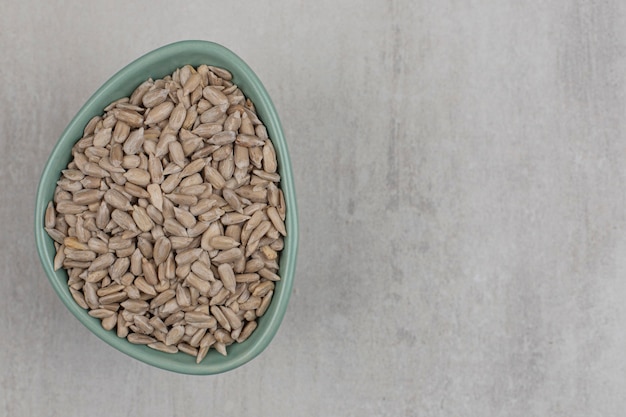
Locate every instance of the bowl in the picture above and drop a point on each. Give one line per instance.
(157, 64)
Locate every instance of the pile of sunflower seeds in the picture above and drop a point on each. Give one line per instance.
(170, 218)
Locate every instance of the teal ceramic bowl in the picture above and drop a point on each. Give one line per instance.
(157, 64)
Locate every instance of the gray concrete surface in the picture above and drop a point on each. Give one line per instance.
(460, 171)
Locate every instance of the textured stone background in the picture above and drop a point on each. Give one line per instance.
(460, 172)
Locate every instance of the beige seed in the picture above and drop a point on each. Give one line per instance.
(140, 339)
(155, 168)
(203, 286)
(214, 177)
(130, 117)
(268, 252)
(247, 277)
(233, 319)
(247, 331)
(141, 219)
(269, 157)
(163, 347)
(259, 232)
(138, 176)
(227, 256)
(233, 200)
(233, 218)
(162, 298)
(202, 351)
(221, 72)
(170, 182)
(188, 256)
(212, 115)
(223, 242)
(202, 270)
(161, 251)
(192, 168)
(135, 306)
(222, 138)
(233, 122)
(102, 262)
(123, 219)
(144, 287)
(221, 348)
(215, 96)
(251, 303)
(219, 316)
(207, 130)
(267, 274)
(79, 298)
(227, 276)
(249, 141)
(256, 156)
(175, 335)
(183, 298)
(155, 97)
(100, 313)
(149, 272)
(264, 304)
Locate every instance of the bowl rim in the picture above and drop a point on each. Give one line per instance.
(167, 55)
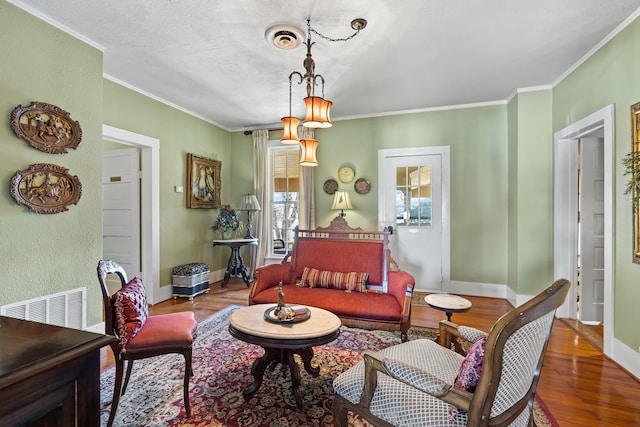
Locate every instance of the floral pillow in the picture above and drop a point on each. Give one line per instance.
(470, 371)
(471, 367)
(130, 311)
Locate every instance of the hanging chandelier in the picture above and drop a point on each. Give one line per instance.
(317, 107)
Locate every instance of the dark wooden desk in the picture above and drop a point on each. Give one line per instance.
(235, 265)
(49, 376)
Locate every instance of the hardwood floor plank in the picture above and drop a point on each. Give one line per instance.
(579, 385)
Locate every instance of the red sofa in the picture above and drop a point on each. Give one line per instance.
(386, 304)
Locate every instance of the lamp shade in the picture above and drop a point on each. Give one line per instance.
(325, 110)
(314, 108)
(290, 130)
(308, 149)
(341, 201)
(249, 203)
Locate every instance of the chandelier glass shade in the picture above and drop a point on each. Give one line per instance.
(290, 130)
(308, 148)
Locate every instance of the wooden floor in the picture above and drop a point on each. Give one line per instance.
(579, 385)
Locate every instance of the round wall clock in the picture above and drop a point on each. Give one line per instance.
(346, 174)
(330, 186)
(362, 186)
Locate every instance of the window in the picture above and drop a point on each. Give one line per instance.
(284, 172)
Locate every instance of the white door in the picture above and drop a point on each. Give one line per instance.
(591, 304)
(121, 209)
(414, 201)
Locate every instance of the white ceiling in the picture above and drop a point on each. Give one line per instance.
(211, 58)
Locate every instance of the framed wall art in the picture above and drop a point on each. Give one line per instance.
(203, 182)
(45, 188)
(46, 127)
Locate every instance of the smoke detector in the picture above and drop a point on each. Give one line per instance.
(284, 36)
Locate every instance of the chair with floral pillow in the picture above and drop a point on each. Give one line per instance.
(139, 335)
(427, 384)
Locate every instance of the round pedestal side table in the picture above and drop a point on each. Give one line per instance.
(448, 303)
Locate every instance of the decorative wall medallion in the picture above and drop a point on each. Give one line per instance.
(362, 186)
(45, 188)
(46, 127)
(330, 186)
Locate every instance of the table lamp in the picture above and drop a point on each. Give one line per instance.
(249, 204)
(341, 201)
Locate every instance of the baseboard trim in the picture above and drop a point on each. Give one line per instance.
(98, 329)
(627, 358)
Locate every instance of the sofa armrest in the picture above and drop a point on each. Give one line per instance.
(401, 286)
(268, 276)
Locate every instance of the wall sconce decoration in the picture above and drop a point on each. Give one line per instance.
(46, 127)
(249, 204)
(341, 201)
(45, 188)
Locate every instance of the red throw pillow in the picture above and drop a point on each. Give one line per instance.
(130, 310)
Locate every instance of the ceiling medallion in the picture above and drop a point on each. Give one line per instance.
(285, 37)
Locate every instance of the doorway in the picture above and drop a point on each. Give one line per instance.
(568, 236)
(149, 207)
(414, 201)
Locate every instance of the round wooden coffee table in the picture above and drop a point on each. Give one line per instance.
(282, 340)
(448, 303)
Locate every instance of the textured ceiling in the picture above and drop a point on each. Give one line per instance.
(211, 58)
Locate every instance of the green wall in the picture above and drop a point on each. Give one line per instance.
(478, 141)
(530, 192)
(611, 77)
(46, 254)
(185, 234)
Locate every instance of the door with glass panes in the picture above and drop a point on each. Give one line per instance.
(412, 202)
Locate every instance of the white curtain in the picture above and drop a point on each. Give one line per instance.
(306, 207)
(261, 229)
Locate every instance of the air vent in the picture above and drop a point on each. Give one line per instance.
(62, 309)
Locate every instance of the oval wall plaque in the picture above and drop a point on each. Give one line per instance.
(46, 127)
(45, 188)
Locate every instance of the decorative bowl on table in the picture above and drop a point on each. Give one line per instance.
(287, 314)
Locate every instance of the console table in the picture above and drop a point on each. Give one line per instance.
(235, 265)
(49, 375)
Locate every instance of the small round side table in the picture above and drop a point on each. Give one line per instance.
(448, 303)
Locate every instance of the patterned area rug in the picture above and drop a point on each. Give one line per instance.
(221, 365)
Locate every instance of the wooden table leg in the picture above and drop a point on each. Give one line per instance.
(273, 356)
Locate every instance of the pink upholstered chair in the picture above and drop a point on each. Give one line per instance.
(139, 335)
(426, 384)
---
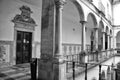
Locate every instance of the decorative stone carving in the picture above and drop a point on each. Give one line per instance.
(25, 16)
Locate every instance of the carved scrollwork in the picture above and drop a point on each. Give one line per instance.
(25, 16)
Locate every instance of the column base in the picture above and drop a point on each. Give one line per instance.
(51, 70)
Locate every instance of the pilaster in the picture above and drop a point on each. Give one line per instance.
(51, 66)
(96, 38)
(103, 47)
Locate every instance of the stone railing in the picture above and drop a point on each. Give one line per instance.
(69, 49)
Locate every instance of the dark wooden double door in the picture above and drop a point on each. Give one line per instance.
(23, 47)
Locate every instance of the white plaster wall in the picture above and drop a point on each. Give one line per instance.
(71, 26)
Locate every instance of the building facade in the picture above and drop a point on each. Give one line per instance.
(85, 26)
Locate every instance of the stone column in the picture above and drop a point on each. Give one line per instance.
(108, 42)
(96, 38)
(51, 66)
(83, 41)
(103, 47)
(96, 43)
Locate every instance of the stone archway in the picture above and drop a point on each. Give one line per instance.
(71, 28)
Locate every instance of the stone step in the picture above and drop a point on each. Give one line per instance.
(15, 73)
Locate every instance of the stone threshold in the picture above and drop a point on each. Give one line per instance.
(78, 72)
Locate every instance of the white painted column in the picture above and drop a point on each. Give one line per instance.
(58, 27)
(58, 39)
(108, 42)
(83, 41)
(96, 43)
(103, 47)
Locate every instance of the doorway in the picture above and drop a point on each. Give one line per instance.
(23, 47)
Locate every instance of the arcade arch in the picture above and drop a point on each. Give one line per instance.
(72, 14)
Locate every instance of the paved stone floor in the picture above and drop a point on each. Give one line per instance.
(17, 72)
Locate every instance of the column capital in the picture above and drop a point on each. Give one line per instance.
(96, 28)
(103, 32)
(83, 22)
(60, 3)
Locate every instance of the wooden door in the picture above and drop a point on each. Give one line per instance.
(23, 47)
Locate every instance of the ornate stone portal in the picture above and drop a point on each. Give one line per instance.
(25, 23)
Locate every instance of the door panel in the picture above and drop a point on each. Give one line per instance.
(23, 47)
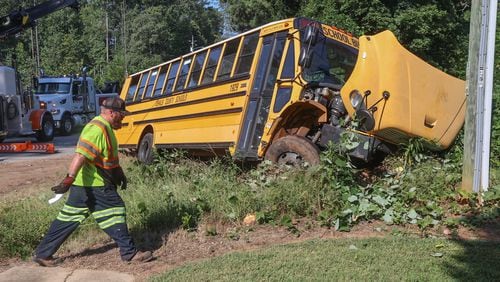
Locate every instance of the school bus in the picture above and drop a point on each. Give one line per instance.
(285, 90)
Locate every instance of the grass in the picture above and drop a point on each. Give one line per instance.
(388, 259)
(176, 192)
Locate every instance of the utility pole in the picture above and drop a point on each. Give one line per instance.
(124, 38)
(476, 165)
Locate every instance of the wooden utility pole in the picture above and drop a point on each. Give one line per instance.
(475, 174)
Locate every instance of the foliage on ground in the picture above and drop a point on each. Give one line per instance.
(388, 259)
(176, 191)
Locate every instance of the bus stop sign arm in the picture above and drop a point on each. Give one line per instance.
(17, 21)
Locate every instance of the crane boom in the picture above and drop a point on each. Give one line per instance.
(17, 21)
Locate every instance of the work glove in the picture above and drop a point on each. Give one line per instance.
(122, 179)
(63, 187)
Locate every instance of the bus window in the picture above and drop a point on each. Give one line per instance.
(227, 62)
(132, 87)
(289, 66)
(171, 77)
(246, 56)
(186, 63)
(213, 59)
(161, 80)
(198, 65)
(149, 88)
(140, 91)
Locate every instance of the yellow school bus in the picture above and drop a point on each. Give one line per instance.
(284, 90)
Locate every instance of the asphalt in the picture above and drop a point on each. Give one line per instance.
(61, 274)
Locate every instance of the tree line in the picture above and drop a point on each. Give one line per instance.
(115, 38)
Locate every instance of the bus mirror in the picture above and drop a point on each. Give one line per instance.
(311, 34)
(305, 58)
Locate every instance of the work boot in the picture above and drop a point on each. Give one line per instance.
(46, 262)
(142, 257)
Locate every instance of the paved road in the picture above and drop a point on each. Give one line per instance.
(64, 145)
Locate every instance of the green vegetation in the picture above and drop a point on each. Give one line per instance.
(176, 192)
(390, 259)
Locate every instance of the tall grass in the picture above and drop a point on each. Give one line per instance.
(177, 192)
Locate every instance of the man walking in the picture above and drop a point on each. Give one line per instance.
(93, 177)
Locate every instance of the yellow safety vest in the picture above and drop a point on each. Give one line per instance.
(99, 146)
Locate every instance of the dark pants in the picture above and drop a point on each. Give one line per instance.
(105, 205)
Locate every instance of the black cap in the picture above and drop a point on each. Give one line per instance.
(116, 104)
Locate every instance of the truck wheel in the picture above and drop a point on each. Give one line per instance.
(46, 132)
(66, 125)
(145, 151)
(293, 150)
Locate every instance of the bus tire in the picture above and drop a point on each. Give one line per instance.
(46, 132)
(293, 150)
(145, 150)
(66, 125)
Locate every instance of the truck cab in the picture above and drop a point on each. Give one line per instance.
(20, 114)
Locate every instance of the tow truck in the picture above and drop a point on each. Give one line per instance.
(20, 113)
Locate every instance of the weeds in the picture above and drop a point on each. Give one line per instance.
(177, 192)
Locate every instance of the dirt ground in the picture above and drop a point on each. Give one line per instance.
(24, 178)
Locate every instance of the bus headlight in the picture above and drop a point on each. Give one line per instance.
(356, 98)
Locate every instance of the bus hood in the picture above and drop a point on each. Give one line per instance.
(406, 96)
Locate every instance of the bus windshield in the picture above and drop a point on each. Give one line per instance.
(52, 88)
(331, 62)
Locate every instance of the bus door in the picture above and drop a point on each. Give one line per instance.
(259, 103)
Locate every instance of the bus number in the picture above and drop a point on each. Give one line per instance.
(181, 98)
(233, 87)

» **Given problem**
Count the lines of the records above that contain the word "utility". Give only the number.

» **Result for this exercise**
2